**Goal of the exercise**
Scan the data. Collect each line that contains the word "below".

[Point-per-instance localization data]

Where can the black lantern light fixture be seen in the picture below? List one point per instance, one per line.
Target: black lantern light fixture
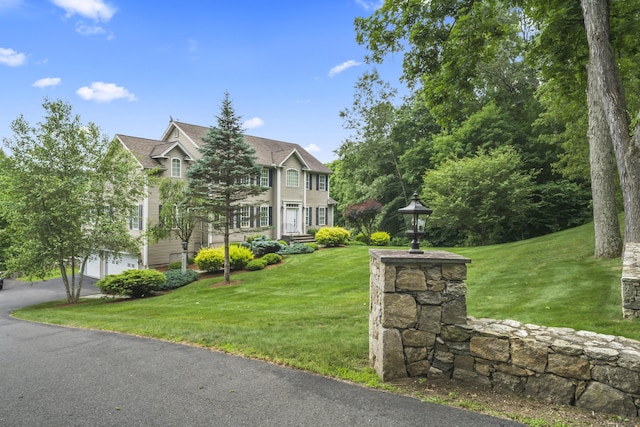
(415, 217)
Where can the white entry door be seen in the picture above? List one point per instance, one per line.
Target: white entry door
(292, 218)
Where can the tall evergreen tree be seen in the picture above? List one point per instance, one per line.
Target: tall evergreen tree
(226, 174)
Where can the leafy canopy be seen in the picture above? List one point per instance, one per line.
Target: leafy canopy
(67, 193)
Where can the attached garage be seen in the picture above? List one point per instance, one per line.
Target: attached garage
(100, 266)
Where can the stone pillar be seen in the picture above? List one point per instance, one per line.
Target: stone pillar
(631, 281)
(417, 313)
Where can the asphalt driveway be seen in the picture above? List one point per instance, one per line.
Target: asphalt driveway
(54, 376)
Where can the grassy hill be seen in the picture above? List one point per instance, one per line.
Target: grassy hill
(312, 311)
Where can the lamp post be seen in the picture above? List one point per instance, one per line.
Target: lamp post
(415, 217)
(185, 245)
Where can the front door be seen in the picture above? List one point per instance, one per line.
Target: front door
(292, 218)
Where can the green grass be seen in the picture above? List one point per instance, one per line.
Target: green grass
(312, 311)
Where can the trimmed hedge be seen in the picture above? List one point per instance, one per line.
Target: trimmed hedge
(175, 279)
(296, 248)
(332, 236)
(133, 283)
(212, 259)
(257, 264)
(272, 258)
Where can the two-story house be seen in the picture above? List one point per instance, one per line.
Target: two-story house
(297, 197)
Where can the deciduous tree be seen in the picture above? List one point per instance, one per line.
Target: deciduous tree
(67, 192)
(178, 215)
(480, 196)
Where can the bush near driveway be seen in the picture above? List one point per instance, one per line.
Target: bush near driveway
(332, 236)
(133, 283)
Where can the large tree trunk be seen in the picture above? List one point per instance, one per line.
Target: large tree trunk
(608, 241)
(609, 85)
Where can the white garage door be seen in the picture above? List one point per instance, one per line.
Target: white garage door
(111, 264)
(92, 269)
(116, 265)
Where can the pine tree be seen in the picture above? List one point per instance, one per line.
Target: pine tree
(226, 174)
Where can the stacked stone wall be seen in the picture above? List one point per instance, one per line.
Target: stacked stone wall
(631, 281)
(418, 326)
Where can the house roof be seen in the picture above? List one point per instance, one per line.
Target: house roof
(269, 152)
(146, 151)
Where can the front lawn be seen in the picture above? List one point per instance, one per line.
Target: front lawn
(311, 312)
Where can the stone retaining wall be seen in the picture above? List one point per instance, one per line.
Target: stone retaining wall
(418, 326)
(631, 281)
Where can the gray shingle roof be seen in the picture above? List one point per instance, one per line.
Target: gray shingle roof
(143, 149)
(268, 151)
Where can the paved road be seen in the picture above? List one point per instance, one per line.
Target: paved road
(53, 376)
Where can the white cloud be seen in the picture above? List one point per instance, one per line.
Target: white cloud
(92, 30)
(93, 9)
(340, 68)
(10, 4)
(47, 81)
(369, 5)
(12, 58)
(104, 92)
(313, 148)
(255, 122)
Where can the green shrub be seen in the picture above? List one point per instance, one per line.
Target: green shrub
(250, 239)
(272, 258)
(133, 283)
(239, 256)
(296, 248)
(264, 245)
(176, 265)
(176, 279)
(332, 236)
(256, 264)
(210, 259)
(361, 238)
(380, 238)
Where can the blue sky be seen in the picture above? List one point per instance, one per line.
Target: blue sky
(289, 66)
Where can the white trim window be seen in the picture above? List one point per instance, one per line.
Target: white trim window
(293, 178)
(245, 217)
(322, 183)
(263, 219)
(322, 216)
(308, 216)
(135, 219)
(176, 168)
(264, 177)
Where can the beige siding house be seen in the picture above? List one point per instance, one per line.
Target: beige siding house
(297, 197)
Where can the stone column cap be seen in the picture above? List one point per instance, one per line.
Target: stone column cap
(399, 256)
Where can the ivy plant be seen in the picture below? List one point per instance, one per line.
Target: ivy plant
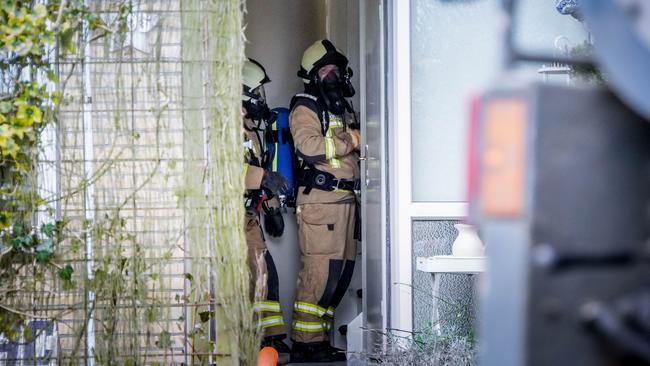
(34, 35)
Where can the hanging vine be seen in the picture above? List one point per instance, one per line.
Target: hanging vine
(33, 36)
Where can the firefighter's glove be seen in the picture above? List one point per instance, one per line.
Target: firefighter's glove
(274, 183)
(273, 222)
(355, 138)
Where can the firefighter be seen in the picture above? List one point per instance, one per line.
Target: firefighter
(262, 186)
(328, 147)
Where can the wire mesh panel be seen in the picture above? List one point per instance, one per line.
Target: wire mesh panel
(144, 171)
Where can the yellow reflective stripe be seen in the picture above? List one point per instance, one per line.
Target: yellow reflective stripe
(271, 321)
(270, 306)
(330, 150)
(330, 312)
(307, 308)
(275, 158)
(310, 327)
(336, 122)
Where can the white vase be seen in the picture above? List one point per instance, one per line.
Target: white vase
(467, 243)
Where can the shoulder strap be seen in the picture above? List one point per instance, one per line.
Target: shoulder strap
(312, 103)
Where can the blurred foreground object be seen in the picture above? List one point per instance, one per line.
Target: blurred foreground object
(562, 202)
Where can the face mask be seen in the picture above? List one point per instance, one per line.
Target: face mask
(332, 93)
(258, 111)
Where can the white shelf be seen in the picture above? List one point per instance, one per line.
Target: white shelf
(451, 264)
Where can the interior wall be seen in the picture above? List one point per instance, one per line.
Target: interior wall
(277, 33)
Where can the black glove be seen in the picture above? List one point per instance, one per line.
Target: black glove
(274, 183)
(273, 222)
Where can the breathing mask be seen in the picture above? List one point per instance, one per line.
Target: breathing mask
(334, 88)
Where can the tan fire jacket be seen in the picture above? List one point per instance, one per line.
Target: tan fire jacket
(333, 153)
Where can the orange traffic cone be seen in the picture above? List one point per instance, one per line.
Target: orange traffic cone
(268, 356)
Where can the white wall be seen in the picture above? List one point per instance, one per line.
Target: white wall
(278, 32)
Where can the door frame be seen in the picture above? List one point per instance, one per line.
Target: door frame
(402, 209)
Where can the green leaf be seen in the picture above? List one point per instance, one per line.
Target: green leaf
(48, 230)
(152, 314)
(67, 40)
(205, 316)
(5, 107)
(44, 250)
(165, 340)
(66, 272)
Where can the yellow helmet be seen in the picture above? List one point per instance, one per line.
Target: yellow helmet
(317, 55)
(253, 76)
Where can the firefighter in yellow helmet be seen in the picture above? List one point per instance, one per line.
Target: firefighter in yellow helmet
(262, 186)
(328, 178)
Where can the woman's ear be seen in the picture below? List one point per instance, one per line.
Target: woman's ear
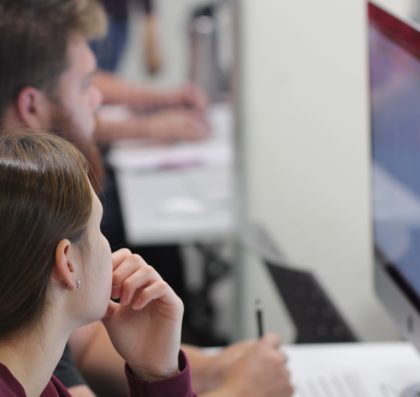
(33, 108)
(64, 268)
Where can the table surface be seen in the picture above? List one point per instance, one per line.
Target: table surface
(177, 193)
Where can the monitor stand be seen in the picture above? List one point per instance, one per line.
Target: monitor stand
(412, 391)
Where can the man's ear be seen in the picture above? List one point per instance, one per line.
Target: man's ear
(33, 108)
(64, 269)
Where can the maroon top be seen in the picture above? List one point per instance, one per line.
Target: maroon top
(176, 386)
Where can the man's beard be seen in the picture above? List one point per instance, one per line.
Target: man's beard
(63, 126)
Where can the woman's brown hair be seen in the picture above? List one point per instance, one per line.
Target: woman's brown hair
(45, 196)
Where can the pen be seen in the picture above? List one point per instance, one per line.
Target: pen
(259, 315)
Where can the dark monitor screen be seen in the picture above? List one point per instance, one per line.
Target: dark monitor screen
(394, 62)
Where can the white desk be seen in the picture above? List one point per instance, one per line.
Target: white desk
(353, 370)
(178, 193)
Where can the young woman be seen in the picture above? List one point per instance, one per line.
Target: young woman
(57, 273)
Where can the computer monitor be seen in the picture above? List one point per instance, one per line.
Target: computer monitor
(394, 64)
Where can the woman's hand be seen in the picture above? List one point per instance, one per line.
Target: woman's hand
(145, 327)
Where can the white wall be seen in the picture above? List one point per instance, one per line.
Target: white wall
(305, 126)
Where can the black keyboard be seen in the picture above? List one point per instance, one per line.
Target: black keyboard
(316, 318)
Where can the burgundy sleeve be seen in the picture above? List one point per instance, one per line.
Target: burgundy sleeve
(175, 386)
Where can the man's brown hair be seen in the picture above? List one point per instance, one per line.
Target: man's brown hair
(45, 197)
(34, 37)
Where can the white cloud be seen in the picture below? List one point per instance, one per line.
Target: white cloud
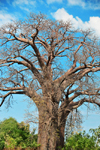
(85, 4)
(93, 23)
(24, 4)
(52, 1)
(5, 18)
(76, 2)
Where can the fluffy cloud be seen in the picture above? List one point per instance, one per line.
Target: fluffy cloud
(24, 4)
(93, 23)
(52, 1)
(85, 4)
(5, 18)
(76, 2)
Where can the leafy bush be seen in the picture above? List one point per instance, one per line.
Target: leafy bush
(81, 141)
(14, 134)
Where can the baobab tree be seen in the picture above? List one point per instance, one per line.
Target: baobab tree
(54, 65)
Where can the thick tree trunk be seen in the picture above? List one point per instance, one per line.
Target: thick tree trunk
(50, 136)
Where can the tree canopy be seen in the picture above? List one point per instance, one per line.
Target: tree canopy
(53, 64)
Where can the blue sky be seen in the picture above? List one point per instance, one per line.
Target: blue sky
(83, 14)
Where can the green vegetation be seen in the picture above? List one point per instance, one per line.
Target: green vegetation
(17, 135)
(14, 134)
(84, 141)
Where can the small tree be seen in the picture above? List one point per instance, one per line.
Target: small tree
(14, 134)
(53, 64)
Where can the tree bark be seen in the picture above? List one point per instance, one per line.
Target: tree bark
(50, 136)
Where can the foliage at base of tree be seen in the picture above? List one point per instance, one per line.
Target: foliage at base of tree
(83, 141)
(14, 134)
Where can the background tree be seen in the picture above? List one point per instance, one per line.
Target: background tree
(53, 64)
(14, 134)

**Solution**
Where can the black lantern light fixture be seen in the picture below? List one point per instance, one per line.
Where can the ivy plant be seen in the picture below? List one point per instance, one per line.
Where can the woman's ear be seen in the picture below? List one point per instance, one per line.
Where can the white cloud be seen in the picture below? List one point per instance, one per line.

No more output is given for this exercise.